Aim
In the blog post below about the AWS outage, which AWS service in the US-East region was the "Service Event" centered on?

Text excerpt
* Begin *

RightScale Blog

Cloud Management Blog
RightScale 2014 State of the Cloud Report
Cloud Management Blog

AWS Outage Lessons Learned: If Netflix Can Suffer, So Can You

On Christmas Eve and continuing into Christmas Day, AWS had a “Service Event” centered on the ELB (Elastic Load Balancing) service in the US-East region. Although only a small percentage of ELBs were functionally disabled and unable to route traffic to their backend servers, all ELBs in the region experienced a time interval in which they could not scale, nor could changes be made to their configuration, such as adding or removing backend servers from the load balancing pool (for the full details, see the AWS post-mortem).

Many AWS customers were affected at some level – a few more negatively than others – as every ELB in the region was involved to some degree. Among these AWS customers was Netflix, whose Cloud Architect Adrian Cockcroft described the Netflix view on the outage in his blog post.

This brings me to an interesting point that many in the IT community (including Netflix) are discussing in regard to this outage: the benefits of a multi-region setup and how such a configuration can help in these situations.

Don’t Get Seduced by Vendor-Specific Solutions

While we here at RightScale are big believers in using multiple regions for disaster recovery purposes, in many situations a multi-region configuration is overkill for day-to-day production operations. Many of our recommended best practices for production deployments can be found in my white paper, Building Scalable Applications In the Cloud: Reference Architecture and Best Practices.

The vast majority of RightScale customers run their productions systems in a single region, and we advise them to avoid using vendor-specific tools to reduce the potential for any hidden dependencies these tools may introduce. A key takeaway from this recent AWS outage is that while it did affect the entire US-East region, it only affected a single vendor-specific service in the region – the Elastic Load Balancing service.

If your website had been using a different instance-based load balancing solution (HAProxy, nginx, etc.) you would have been totally isolated from this failure and seen no service impact. In a previous blog post I provided some tips for fine-tuning your cloud architecture, of which Tip #9, “Be Wary of Cloud Lock-in,” cautions in part:

The use of vendor-specific tools and virtual appliances may make deploying an application easier in the short term, but many times these services are integrated or tied into other services that can result in cascading outages if one of these underlying services suffers a service disruption. The use of vendor-neutral solutions insulates your application tiers from these service integrations, as well as creating a cloud-portable solution…

Using a vendor-specific tool such as ELB makes things easier during the setup phase, but it not only locks you into the vendor since that tool is not available from other cloud providers, but it also (and more importantly in this case) can result in a service disruption due to a cascading effect. The ELB state data that was inadvertently deleted by a manual mistake (more on this later) was only relevant to a very small percentage of ELBs, yet the entire ELB infrastructure was affected in some way, that is not being able to scale nor make configuration changes.

* End *

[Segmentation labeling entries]
* Begin *

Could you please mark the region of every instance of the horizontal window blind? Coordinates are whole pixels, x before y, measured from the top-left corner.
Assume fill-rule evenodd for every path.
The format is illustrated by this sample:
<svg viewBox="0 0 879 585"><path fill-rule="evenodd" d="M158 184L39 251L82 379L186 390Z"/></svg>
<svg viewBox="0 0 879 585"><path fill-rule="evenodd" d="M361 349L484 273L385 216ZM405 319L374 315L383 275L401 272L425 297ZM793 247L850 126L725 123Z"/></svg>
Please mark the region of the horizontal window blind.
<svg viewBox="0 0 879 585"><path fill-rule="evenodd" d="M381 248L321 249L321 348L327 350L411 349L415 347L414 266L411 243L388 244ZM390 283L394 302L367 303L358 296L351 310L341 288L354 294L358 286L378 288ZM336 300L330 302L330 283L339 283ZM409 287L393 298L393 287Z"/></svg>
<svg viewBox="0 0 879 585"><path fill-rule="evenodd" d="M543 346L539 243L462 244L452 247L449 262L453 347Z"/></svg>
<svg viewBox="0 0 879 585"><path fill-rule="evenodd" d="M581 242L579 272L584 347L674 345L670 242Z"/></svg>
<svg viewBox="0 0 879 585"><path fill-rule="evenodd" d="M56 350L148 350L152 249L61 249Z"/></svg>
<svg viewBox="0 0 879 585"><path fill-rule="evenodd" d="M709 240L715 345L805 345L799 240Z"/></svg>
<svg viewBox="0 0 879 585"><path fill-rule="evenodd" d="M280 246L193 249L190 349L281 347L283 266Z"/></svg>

* End *

Answer
Elastic Load Balancing (ELB).